→ Document excerpt
A Nearly Front Row Seat for History
On a brilliant spring day when the U.S. Supreme Court was poised to hear one of the most closely watched arguments in a generation, Washington’s cherry blossoms bloomed, protesters gathered in the nation’s capitol and Professor Robert Field sat at the center of the spectacle, moonlighting as a journalist.
The eyes of the nation were on the Supreme Court that day in March, when the justices had scheduled arguments concerning a controversial provision of the health care reforms President Obama signed into law in 2010.
Field had been issued a press pass and asked to write about the historic occasion for the Philadelphia Inquirer, for which he began blogging about health care policy and the law in 2010.
A respected scholar, Field felt somewhat overwhelmed entering the courtroom with veteran Supreme Court reporters for major media outlets like the New York Times, National Public Radio, and CNN. As it turned out, he found himself seated next to an old high school classmate who covers the Court for Hearst Newspapers.
“It took a moment to absorb it all,” the mild-mannered professor said. “Surrounded by the press corps, I was in new terrain.”
With the fate of Obama’s signature policy initiative on the line, electricity in the hushed courtroom was palpable, Field said.
Veterans of the court’s press corps sat in a front row facing into the courtroom, but Field and many of the others sat directly behind them, with a view obstructed by columns. Field could see only Justices Samuel Alito and Elena Kagan.
As the arguments unfolded, most striking to Field was Solicitor General Donald Verrilli’s evident nervousness.
“He was terribly unprepared on some of the key questions about the Commerce Clause,” Field said. “There were cases he didn’t bring up that would have helped, and he had no succinct summary of the nature of the Commerce Clause and its contours.”
Justice Ruth Bader Ginsberg tried to help Verrilli by pointing to parallels with the popular Social Security program, Field said, bewildered that the solicitor general needed such prompting.
Hanging on every word, the reporters scribbled especially fast whenever Justice Anthony Kennedy – a potential swing vote on the court – spoke, Field said.
Alito and Justice Antonin Scalia asked relatively few questions of Paul Clement, the attorney who argued that the Affordable Care Act’s requirement that individuals obtain health insurance is unconstitutional.
Chief Justice John Roberts “did ask some tough questions of Clement,” Field observed, “but he seemed more impassioned when questioning Verrilli.”
By 4:30 p.m., Field had navigated the protests outside the courthouse and filed his story from a desk at the Hearst Newspapers bureau, which was provided courtesy of his high school friend.
Field wrote, in his article appearing the next day’s Inquirer, that the individual mandate’s fortunes do not look rosy, based on the justices’ skepticism during arguments.
But Field envisioned a scenario in which the court upholds other components of the law, like an expansion of Medicaid to cover more people.

→ Listed entries
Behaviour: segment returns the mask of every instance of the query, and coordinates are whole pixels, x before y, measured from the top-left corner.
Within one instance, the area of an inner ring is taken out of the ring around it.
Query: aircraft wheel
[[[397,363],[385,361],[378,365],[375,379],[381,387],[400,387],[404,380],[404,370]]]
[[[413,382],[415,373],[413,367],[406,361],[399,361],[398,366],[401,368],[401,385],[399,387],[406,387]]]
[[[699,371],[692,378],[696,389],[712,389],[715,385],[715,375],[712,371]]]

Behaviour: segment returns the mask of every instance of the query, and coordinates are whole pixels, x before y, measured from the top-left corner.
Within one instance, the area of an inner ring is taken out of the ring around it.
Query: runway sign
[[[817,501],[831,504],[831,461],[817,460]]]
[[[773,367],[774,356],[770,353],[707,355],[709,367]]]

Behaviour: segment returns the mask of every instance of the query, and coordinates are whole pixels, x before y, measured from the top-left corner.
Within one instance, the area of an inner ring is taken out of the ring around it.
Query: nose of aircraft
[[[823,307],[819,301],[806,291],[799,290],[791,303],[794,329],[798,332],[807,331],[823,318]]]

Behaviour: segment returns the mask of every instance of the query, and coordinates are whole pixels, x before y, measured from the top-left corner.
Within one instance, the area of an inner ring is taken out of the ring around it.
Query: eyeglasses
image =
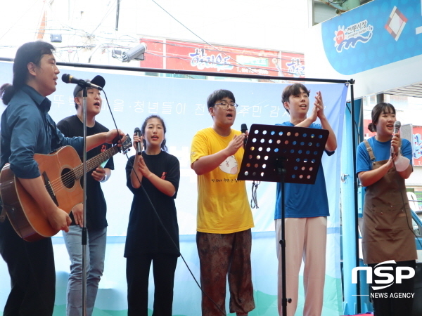
[[[227,111],[230,108],[236,111],[237,107],[239,106],[237,103],[235,103],[234,102],[229,103],[226,101],[223,101],[221,103],[215,103],[214,105],[221,105],[222,108],[223,110],[225,110],[226,111]]]

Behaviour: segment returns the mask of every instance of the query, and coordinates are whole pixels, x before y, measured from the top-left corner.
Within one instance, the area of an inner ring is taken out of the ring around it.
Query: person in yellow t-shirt
[[[253,225],[244,181],[238,180],[245,135],[231,129],[238,105],[232,92],[214,91],[207,100],[212,127],[192,140],[191,167],[198,175],[196,244],[200,265],[203,316],[226,315],[226,279],[230,312],[255,308],[250,249]]]

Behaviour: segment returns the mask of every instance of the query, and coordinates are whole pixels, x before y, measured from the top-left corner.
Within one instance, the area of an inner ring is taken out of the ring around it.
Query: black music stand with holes
[[[281,184],[281,276],[283,315],[287,315],[284,183],[314,184],[328,138],[326,129],[283,125],[250,126],[238,180]]]

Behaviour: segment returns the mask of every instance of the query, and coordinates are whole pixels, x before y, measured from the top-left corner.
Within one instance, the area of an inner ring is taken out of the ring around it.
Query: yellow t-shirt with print
[[[232,129],[229,136],[223,137],[211,127],[199,131],[192,140],[191,164],[226,148],[240,134]],[[218,168],[198,176],[198,232],[231,234],[254,226],[245,181],[237,180],[243,152],[242,147]]]

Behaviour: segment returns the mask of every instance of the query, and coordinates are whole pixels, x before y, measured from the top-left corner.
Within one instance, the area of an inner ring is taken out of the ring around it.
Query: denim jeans
[[[87,315],[91,316],[98,289],[98,283],[104,270],[104,257],[107,242],[107,228],[101,230],[87,230]],[[68,283],[68,316],[82,315],[82,228],[77,225],[63,232],[65,244],[70,259],[70,275]]]

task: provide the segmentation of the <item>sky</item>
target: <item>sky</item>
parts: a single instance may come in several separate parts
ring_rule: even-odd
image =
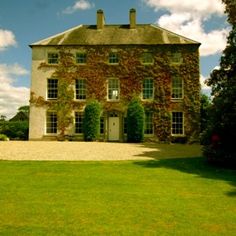
[[[156,24],[201,43],[200,80],[219,65],[230,26],[221,0],[0,0],[0,116],[8,119],[29,104],[30,44],[80,24],[96,24],[103,9],[106,24],[128,24],[136,9],[138,24]]]

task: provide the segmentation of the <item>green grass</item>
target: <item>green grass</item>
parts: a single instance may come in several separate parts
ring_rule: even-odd
[[[150,161],[0,161],[0,235],[236,235],[235,171],[196,145],[152,147]]]

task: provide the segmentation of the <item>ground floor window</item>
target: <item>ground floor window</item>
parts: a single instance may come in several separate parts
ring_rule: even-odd
[[[145,112],[144,134],[153,134],[153,113]]]
[[[83,133],[83,113],[75,112],[75,133],[82,134]]]
[[[184,134],[183,129],[183,112],[172,112],[171,133],[174,135]]]
[[[57,113],[54,111],[47,112],[46,133],[47,134],[57,133]]]

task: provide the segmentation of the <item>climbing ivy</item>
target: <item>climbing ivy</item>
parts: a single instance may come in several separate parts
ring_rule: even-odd
[[[72,111],[84,109],[86,102],[74,100],[75,79],[86,80],[86,99],[96,99],[103,107],[103,111],[127,111],[129,101],[140,96],[144,78],[154,79],[155,97],[153,101],[142,101],[144,109],[153,112],[154,132],[160,141],[171,138],[171,112],[183,111],[185,115],[185,135],[189,140],[196,140],[199,133],[200,112],[200,84],[199,84],[199,55],[197,46],[114,46],[119,56],[119,64],[108,63],[111,46],[74,46],[58,47],[59,64],[48,65],[41,63],[40,70],[54,70],[53,77],[59,79],[58,100],[48,101],[31,93],[31,103],[36,106],[46,106],[58,113],[58,128],[63,136],[72,123]],[[70,50],[69,50],[70,49]],[[85,51],[86,65],[75,63],[76,51]],[[141,55],[144,51],[152,52],[154,63],[143,65]],[[183,62],[172,64],[170,51],[181,51]],[[179,102],[171,100],[171,77],[180,75],[184,81],[184,98]],[[107,101],[107,79],[119,78],[120,100]]]

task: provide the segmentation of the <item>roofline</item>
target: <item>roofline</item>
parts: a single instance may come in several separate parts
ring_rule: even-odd
[[[78,29],[78,28],[80,28],[80,27],[83,27],[83,25],[82,25],[82,24],[81,24],[81,25],[77,25],[77,26],[75,26],[75,27],[73,27],[73,28],[70,28],[70,29],[67,29],[67,30],[65,30],[65,31],[63,31],[63,32],[61,32],[61,33],[52,35],[52,36],[50,36],[50,37],[48,37],[48,38],[45,38],[45,39],[41,39],[41,40],[39,40],[39,41],[37,41],[37,42],[35,42],[35,43],[30,44],[29,47],[32,48],[32,46],[47,46],[47,45],[42,45],[41,43],[44,42],[44,41],[49,41],[49,40],[51,40],[52,38],[58,37],[58,36],[60,36],[60,35],[62,35],[62,34],[67,35],[70,31],[75,30],[75,29]],[[59,45],[57,45],[57,46],[59,46]]]
[[[163,27],[160,27],[159,25],[155,25],[155,24],[150,24],[150,25],[151,25],[152,27],[154,27],[154,28],[159,28],[159,29],[162,29],[163,31],[167,31],[167,32],[169,32],[169,33],[171,33],[171,34],[174,34],[174,35],[176,35],[176,36],[178,36],[178,37],[180,37],[180,38],[184,38],[184,39],[186,39],[186,40],[188,40],[188,41],[192,41],[193,44],[198,44],[199,46],[201,45],[201,43],[198,42],[198,41],[196,41],[196,40],[187,38],[187,37],[185,37],[185,36],[183,36],[183,35],[181,35],[181,34],[176,34],[176,33],[174,33],[173,31],[170,31],[170,30],[168,30],[168,29],[165,29],[165,28],[163,28]],[[191,44],[190,44],[190,45],[191,45]]]

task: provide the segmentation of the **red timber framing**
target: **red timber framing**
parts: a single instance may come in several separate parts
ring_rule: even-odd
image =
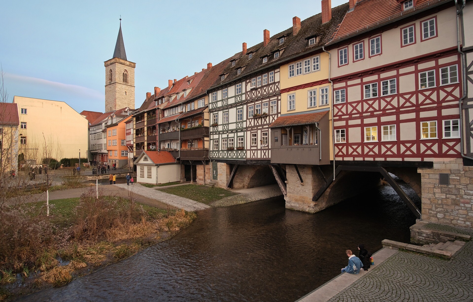
[[[459,71],[457,81],[441,85],[440,69],[453,65]],[[459,118],[460,66],[456,50],[449,49],[334,79],[334,91],[344,89],[346,93],[346,102],[333,105],[335,133],[344,129],[345,136],[344,142],[337,142],[336,138],[335,159],[424,161],[461,157],[459,137],[444,137],[443,124],[444,121]],[[435,71],[435,86],[421,89],[420,74],[430,70]],[[395,93],[382,96],[381,82],[393,79]],[[377,83],[377,96],[365,98],[364,85],[374,83]],[[436,138],[422,138],[421,122],[430,121],[436,121],[436,128],[430,130],[436,132]],[[392,128],[391,137],[383,138],[383,126],[390,125],[395,129]],[[367,139],[365,128],[374,127],[376,134],[371,133]]]

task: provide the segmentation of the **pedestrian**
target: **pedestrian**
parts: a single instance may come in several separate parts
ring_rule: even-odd
[[[371,266],[371,253],[365,249],[364,244],[359,244],[358,250],[358,258],[363,263],[363,269],[368,271],[368,268]]]
[[[359,270],[363,267],[363,263],[351,252],[350,250],[345,251],[348,256],[348,265],[342,269],[342,273],[348,273],[358,275],[359,274]]]

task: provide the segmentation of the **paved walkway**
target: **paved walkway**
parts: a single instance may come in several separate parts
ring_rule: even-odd
[[[139,183],[129,186],[126,185],[126,183],[117,183],[114,185],[126,189],[137,194],[159,200],[176,207],[184,208],[186,211],[197,211],[210,207],[210,206],[201,202],[147,188]]]
[[[463,230],[473,234],[472,230]],[[473,301],[473,242],[466,242],[449,260],[390,250],[375,253],[376,265],[368,272],[342,274],[298,301]]]

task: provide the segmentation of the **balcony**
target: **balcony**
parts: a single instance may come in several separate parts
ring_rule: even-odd
[[[159,140],[161,141],[164,139],[179,139],[179,131],[172,131],[159,133]]]
[[[209,136],[209,127],[201,127],[189,130],[181,130],[181,139],[191,139]]]

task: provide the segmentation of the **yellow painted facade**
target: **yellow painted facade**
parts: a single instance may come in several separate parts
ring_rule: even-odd
[[[65,102],[15,96],[13,103],[20,123],[26,123],[18,129],[18,153],[26,159],[77,158],[79,149],[86,155],[88,121]]]

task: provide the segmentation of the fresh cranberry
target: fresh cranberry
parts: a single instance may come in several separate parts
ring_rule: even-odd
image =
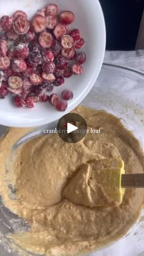
[[[50,48],[53,43],[53,37],[49,32],[42,32],[39,36],[39,43],[43,48]]]
[[[67,27],[63,24],[58,24],[54,30],[54,34],[57,39],[60,39],[67,32]]]
[[[57,86],[62,86],[65,82],[65,79],[63,76],[57,76],[54,81],[54,84]]]
[[[55,76],[63,76],[63,70],[55,68],[54,75],[55,75]]]
[[[57,16],[59,12],[59,7],[56,4],[49,4],[46,9],[46,15]]]
[[[58,101],[56,108],[59,111],[65,111],[68,108],[68,103],[66,101]]]
[[[71,49],[73,46],[74,40],[69,35],[65,35],[61,40],[62,46],[65,49]]]
[[[29,21],[24,16],[18,15],[13,21],[13,28],[18,35],[26,34],[29,29]]]
[[[43,65],[43,70],[45,73],[52,74],[55,70],[55,64],[53,61],[49,61],[49,62],[45,62]]]
[[[35,32],[40,33],[46,29],[46,19],[43,16],[37,14],[33,18],[32,26]]]
[[[87,59],[86,54],[84,53],[80,53],[77,54],[76,60],[79,64],[84,64]]]
[[[56,93],[53,93],[49,97],[49,102],[52,106],[56,106],[59,101],[58,96]]]
[[[75,19],[74,14],[70,11],[63,11],[59,14],[60,21],[63,24],[71,24]]]
[[[2,29],[7,32],[12,29],[13,18],[9,16],[2,16],[1,18],[1,25]]]
[[[81,75],[82,73],[82,67],[78,64],[73,64],[72,70],[74,75]]]
[[[55,65],[57,68],[65,69],[68,66],[68,61],[62,55],[59,55],[54,60]]]
[[[16,106],[16,107],[21,108],[25,106],[24,100],[20,96],[16,96],[14,98],[13,101],[14,104]]]
[[[34,31],[32,30],[29,30],[29,31],[27,31],[26,34],[25,34],[24,35],[22,35],[21,37],[21,40],[24,43],[29,43],[30,41],[33,40],[34,38],[35,38],[35,32]]]
[[[82,48],[85,45],[85,41],[83,38],[80,38],[78,41],[75,42],[74,47],[76,49]]]
[[[63,72],[64,78],[69,78],[73,75],[73,72],[71,68],[70,67],[67,67]]]
[[[7,56],[0,57],[0,70],[5,70],[10,67],[10,59]]]
[[[42,62],[42,57],[40,53],[37,51],[30,52],[29,60],[31,63],[33,63],[34,64],[41,64]]]
[[[26,108],[34,108],[34,99],[32,97],[28,97],[24,100],[25,106]]]
[[[5,57],[7,53],[7,41],[5,40],[0,40],[0,56]]]
[[[14,54],[18,58],[25,59],[29,54],[29,49],[25,43],[20,43],[15,48]]]
[[[8,79],[8,84],[10,88],[18,89],[23,86],[23,80],[19,76],[10,76]]]
[[[0,98],[3,99],[5,98],[5,97],[9,93],[9,91],[7,89],[4,88],[3,87],[0,87]]]
[[[78,41],[81,38],[80,32],[79,29],[73,29],[71,30],[69,35],[73,37],[74,42]]]
[[[15,73],[23,72],[27,68],[27,65],[23,59],[14,59],[11,63],[11,68]]]
[[[40,101],[47,102],[49,101],[49,96],[45,92],[40,97]]]
[[[57,19],[52,15],[48,15],[46,17],[46,26],[48,29],[54,29],[57,23]]]
[[[73,93],[70,90],[64,90],[62,92],[61,96],[63,100],[70,100],[73,98]]]

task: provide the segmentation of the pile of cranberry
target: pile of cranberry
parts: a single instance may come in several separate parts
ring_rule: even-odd
[[[64,111],[73,92],[64,90],[62,100],[51,94],[64,78],[82,73],[84,45],[78,29],[69,31],[75,16],[70,11],[59,13],[56,4],[38,10],[31,21],[16,11],[0,20],[0,98],[10,93],[16,107],[34,108],[34,103],[49,102]],[[63,100],[64,100],[64,101]]]

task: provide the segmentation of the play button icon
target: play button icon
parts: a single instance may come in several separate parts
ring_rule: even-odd
[[[59,120],[57,130],[59,137],[65,142],[76,143],[85,136],[87,125],[81,115],[70,113],[63,115]]]
[[[71,125],[71,123],[67,123],[67,133],[72,133],[74,131],[79,129],[78,127],[75,125]]]

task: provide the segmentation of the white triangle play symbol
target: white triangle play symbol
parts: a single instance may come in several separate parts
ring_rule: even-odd
[[[75,125],[67,123],[67,133],[72,133],[72,131],[76,131],[77,129],[79,129],[78,127],[75,126]]]

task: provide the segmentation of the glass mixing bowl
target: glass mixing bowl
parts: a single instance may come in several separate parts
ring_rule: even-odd
[[[121,118],[124,126],[131,130],[144,148],[144,73],[112,65],[104,65],[95,86],[82,104],[96,109],[105,109]],[[41,133],[46,126],[37,128],[33,136]],[[56,123],[46,128],[56,127]],[[2,136],[7,130],[1,126]],[[139,221],[124,238],[112,245],[87,256],[143,256],[144,213]],[[13,249],[5,235],[25,230],[27,224],[0,203],[0,255],[29,256],[33,254],[17,247]]]

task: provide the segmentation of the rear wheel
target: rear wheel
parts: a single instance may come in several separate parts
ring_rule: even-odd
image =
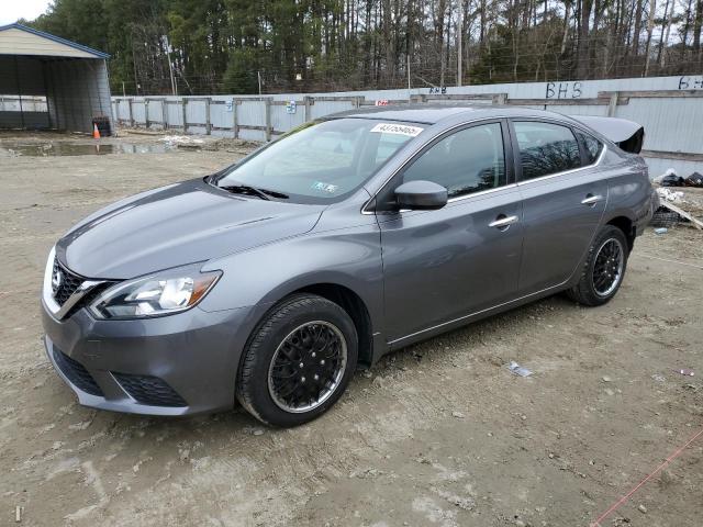
[[[266,424],[303,424],[344,393],[357,355],[356,328],[342,307],[314,294],[290,296],[249,338],[237,399]]]
[[[605,225],[591,245],[581,280],[567,294],[583,305],[609,302],[623,283],[627,256],[625,234],[613,225]]]

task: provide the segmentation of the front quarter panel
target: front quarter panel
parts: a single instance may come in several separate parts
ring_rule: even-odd
[[[360,214],[360,203],[330,208],[305,235],[207,262],[203,271],[220,269],[223,274],[199,306],[215,312],[274,305],[300,289],[336,284],[364,301],[378,335],[383,313],[380,233],[375,216]]]

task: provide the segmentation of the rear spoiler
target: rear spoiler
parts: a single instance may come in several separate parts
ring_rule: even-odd
[[[591,115],[571,115],[571,119],[593,128],[625,152],[632,154],[641,152],[641,144],[645,141],[645,127],[641,124],[626,119],[595,117]]]

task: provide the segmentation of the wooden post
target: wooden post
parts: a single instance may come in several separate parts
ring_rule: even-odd
[[[212,132],[212,123],[210,122],[210,98],[205,99],[205,135]]]
[[[617,112],[617,98],[620,96],[620,92],[614,91],[611,94],[611,102],[607,104],[607,116],[609,117],[614,117],[615,113]]]
[[[305,115],[304,115],[304,117],[305,117],[305,122],[308,122],[308,121],[310,121],[310,120],[312,119],[312,115],[311,115],[311,113],[310,113],[310,111],[312,110],[312,109],[310,108],[310,103],[311,103],[312,101],[311,101],[310,99],[311,99],[311,98],[310,98],[310,96],[305,96],[305,97],[303,98],[303,101],[305,102]]]
[[[166,98],[161,99],[161,126],[163,130],[168,130],[168,105],[166,104]]]
[[[266,141],[271,141],[271,100],[265,100],[266,108]]]
[[[239,138],[239,120],[237,116],[237,100],[232,99],[232,128],[234,130],[234,138]]]
[[[183,112],[183,134],[188,133],[188,115],[186,111],[186,106],[188,105],[188,99],[185,97],[181,99],[182,112]]]

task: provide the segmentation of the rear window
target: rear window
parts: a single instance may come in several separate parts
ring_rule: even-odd
[[[583,147],[585,150],[585,160],[588,165],[593,165],[598,161],[601,152],[603,152],[603,143],[598,141],[592,135],[587,134],[585,132],[577,131],[576,135],[579,136],[581,143],[583,143]]]
[[[581,153],[571,128],[538,121],[514,122],[522,179],[534,179],[581,166]]]

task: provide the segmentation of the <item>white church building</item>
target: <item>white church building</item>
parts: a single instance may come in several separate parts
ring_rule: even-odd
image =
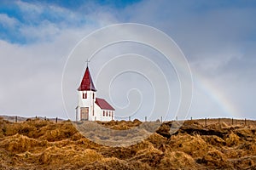
[[[76,121],[111,121],[114,119],[114,108],[104,99],[96,98],[96,89],[87,65],[78,88],[79,103]]]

→ What to produce
Reproduce verbatim the passage of the article above about Robert Field at the Supreme Court, from "A respected scholar, Field" to "for Hearst Newspapers.".

→ Answer to the problem
A respected scholar, Field felt somewhat overwhelmed entering the courtroom with veteran Supreme Court reporters for major media outlets like the New York Times, National Public Radio, and CNN. As it turned out, he found himself seated next to an old high school classmate who covers the Court for Hearst Newspapers.